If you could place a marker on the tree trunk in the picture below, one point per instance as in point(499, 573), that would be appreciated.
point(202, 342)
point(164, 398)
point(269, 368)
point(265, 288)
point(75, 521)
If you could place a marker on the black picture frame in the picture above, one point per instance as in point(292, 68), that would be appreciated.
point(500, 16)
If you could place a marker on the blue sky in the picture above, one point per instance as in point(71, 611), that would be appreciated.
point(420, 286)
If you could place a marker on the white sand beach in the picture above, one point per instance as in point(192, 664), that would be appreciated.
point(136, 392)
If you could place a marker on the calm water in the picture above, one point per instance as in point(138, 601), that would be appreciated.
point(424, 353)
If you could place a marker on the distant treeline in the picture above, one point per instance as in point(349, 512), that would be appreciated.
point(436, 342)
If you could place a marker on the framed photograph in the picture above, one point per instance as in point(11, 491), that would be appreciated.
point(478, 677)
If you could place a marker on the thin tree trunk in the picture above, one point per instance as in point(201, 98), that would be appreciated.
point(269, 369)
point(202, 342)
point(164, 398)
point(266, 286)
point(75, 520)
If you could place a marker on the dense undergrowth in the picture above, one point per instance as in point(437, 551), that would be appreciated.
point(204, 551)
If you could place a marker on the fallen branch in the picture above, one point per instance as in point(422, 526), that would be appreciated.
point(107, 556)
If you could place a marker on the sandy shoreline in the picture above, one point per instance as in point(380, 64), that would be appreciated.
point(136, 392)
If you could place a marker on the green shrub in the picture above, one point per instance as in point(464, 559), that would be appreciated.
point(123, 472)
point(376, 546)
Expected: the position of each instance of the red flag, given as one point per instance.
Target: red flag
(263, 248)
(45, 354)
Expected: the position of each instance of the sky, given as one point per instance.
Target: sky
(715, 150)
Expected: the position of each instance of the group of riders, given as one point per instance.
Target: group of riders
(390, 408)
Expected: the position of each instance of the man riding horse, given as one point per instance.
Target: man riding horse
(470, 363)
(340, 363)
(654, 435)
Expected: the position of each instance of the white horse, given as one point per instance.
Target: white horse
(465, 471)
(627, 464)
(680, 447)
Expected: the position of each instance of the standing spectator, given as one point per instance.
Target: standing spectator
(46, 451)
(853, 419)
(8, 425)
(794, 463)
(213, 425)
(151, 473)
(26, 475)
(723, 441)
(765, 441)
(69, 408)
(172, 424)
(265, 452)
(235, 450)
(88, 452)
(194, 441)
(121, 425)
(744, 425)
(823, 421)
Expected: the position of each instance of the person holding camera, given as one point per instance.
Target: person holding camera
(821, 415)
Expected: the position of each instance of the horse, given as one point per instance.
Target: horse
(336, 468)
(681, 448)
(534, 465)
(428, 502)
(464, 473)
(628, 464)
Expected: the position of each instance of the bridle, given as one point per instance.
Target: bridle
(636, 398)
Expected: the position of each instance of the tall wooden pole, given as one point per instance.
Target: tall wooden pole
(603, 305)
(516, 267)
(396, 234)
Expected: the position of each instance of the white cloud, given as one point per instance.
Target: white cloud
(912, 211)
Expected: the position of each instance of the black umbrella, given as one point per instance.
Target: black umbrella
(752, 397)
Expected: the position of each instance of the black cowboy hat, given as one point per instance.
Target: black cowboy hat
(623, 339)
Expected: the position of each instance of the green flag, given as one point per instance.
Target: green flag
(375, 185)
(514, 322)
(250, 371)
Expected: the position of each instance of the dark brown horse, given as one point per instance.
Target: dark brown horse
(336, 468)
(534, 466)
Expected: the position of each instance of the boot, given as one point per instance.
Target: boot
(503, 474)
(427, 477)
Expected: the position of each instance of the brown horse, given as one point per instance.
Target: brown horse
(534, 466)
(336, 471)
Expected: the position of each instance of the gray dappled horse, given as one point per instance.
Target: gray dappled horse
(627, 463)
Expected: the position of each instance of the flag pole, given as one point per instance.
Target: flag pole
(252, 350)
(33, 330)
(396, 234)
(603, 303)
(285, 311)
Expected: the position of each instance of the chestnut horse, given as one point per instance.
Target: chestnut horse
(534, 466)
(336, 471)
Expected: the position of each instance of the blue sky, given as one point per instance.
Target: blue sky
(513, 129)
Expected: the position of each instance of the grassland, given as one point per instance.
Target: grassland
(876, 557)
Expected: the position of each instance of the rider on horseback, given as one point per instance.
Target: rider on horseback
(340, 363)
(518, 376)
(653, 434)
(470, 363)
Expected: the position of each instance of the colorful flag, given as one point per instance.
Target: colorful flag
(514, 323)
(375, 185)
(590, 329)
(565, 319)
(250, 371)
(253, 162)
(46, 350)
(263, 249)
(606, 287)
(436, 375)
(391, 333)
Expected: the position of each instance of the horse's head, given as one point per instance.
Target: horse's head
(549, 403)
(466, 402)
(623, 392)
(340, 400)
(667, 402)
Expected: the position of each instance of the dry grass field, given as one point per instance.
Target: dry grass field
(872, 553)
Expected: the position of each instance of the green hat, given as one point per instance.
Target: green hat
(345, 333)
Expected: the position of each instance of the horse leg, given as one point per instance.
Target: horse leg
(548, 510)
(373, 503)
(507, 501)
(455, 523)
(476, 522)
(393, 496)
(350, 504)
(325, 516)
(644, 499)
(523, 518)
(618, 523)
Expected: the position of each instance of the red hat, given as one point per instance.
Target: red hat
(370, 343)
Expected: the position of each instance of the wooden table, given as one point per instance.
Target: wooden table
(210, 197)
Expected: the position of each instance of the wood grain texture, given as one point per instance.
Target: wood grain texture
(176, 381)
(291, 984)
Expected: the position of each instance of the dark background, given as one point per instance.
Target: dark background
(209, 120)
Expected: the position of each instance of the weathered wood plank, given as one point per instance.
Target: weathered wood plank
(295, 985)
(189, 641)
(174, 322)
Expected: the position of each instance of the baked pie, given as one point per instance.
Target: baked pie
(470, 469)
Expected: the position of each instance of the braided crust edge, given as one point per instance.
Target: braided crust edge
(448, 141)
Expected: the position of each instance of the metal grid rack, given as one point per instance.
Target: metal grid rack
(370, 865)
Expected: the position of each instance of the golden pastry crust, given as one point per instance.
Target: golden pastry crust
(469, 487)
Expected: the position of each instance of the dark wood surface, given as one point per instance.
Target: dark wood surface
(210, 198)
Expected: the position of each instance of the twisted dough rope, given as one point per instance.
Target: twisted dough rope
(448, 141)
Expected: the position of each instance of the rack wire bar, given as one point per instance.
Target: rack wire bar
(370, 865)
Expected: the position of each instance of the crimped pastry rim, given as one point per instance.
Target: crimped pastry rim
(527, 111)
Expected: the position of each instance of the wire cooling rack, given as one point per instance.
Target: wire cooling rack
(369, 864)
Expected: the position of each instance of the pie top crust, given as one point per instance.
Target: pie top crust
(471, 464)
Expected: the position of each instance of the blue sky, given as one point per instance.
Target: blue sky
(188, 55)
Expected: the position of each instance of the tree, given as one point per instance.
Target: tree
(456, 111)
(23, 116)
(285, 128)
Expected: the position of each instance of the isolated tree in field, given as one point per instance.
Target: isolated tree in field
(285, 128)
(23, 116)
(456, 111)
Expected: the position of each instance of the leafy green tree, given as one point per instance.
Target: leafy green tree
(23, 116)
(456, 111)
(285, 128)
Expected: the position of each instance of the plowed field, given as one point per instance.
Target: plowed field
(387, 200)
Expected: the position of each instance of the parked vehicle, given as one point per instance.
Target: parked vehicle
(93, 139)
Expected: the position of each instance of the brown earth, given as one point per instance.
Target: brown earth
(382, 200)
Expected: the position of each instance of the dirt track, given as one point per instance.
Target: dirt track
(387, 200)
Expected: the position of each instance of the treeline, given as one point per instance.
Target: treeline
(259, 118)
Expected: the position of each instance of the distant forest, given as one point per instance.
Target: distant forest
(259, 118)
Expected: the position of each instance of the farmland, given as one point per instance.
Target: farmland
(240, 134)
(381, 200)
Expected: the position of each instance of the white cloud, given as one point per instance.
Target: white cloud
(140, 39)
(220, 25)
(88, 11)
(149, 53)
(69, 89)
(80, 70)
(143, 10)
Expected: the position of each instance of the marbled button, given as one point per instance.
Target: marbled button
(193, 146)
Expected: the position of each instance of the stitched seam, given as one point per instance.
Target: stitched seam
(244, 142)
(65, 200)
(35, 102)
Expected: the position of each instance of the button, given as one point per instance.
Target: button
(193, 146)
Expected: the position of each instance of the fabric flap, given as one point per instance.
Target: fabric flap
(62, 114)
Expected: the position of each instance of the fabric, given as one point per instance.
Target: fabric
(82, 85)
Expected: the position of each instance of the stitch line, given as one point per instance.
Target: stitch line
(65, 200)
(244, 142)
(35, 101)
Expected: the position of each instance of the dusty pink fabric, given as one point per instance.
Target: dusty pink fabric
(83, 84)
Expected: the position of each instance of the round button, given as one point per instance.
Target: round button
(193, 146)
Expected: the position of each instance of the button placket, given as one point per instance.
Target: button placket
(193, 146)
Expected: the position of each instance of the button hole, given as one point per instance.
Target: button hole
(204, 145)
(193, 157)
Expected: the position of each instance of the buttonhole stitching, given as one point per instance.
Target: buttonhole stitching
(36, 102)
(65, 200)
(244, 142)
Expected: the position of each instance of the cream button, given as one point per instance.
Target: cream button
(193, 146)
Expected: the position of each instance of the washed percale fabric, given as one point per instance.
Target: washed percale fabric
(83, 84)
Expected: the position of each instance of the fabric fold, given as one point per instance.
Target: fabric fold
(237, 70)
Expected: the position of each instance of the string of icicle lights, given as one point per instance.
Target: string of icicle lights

┄┄┄┄┄┄┄┄┄┄

** What you have to do **
Rewrite everything from the start of the data down to the line containing "point(376, 546)", renaming "marker" to "pin" and leaving all else unchanged.

** The answer **
If you could place a pin on the tree trunk in the picture below, one point per instance as in point(499, 573), that would be appreciated.
point(202, 342)
point(164, 398)
point(269, 368)
point(265, 288)
point(75, 521)
If you could place a pin on the black picture frame in the picture above, one point per instance as in point(292, 68), that would be appreciated.
point(500, 16)
If you could place a pin on the blue sky in the picture above, one point per instance as in point(71, 611), that would be appreciated.
point(420, 286)
If you could place a pin on the white sand beach in the picture above, one point per instance as in point(192, 664), that would be appreciated.
point(136, 392)
If you could place a pin on the calm water in the picture above, one point per instance as in point(138, 601), that would be appreciated.
point(424, 353)
If you could place a pin on the distant treeline in the picture above, one point per instance as in point(349, 512), that would be appreciated.
point(436, 342)
If you could place a pin on the framed photograph in the picture above, one point per instance as in point(11, 491), that would be appreciated.
point(478, 677)
If you could place a pin on the thin tree trunk in the picture above, one point per instance as in point(201, 98), that would be appreciated.
point(269, 369)
point(202, 342)
point(164, 398)
point(266, 286)
point(75, 520)
If you could place a pin on the dense undergrowth in the picture above, one point per instance as in point(437, 551), that would be appreciated.
point(204, 551)
If you could place a pin on the fallen branch in the picture above, one point per instance as in point(422, 526), that would be appreciated.
point(107, 556)
If you could place a pin on the sandy shoreline in the picture above, one point per instance as in point(380, 64), that would be appreciated.
point(136, 392)
If you could place a pin on the green shrub in the picture above, one point per instance as in point(464, 559), that would be appreciated.
point(123, 472)
point(376, 546)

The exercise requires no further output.